>> start Record list

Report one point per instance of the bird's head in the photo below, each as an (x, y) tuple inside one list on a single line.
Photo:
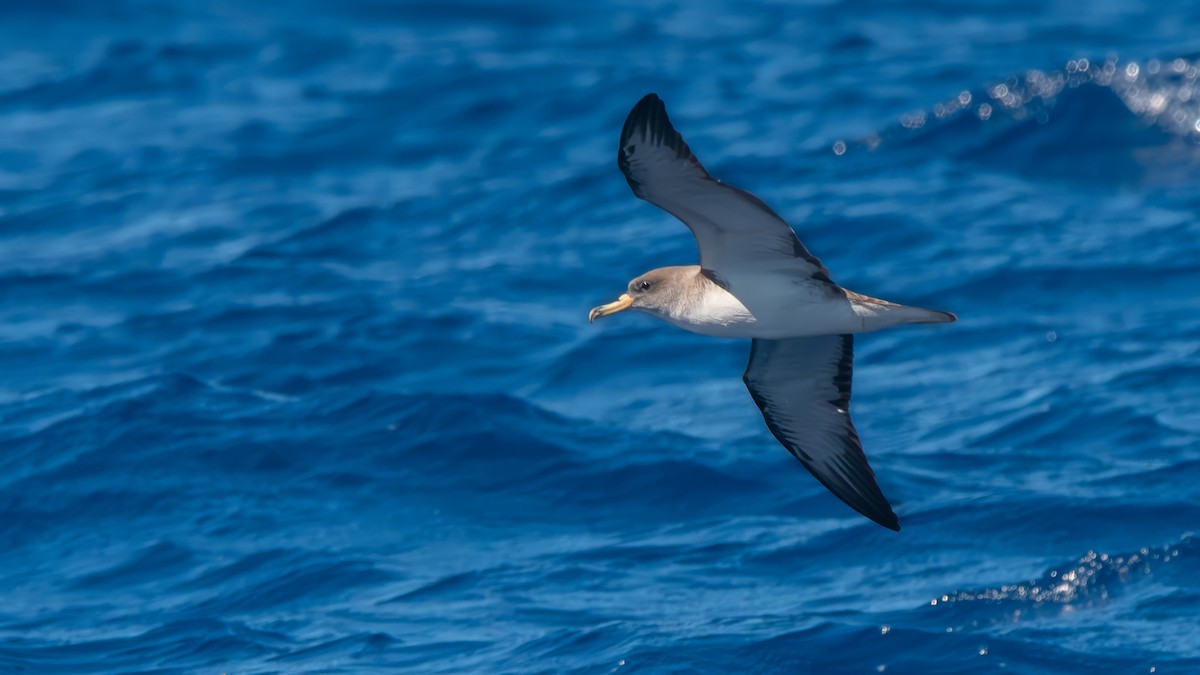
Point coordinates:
[(653, 292)]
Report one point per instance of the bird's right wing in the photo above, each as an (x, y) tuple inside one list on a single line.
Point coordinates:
[(802, 387), (736, 232)]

>> end Record list

→ Short task:
Can you put the items above into a two-column CSV with the columns "request" and "answer", one row per item, each value in a single quoted field with line breaks changed to spaces? Leave out the pictures.

→ Written reply:
request,answer
"Report one point per instance of the bird's head in the photo below, each as an (x, y) tuple inside one list on a single line. Photo: Point coordinates:","[(653, 292)]"
"Report one point per instance of the bird's right wing in the photo above, each as an (x, y) tuple inside one list on a single line. Point coordinates:","[(802, 387), (736, 232)]"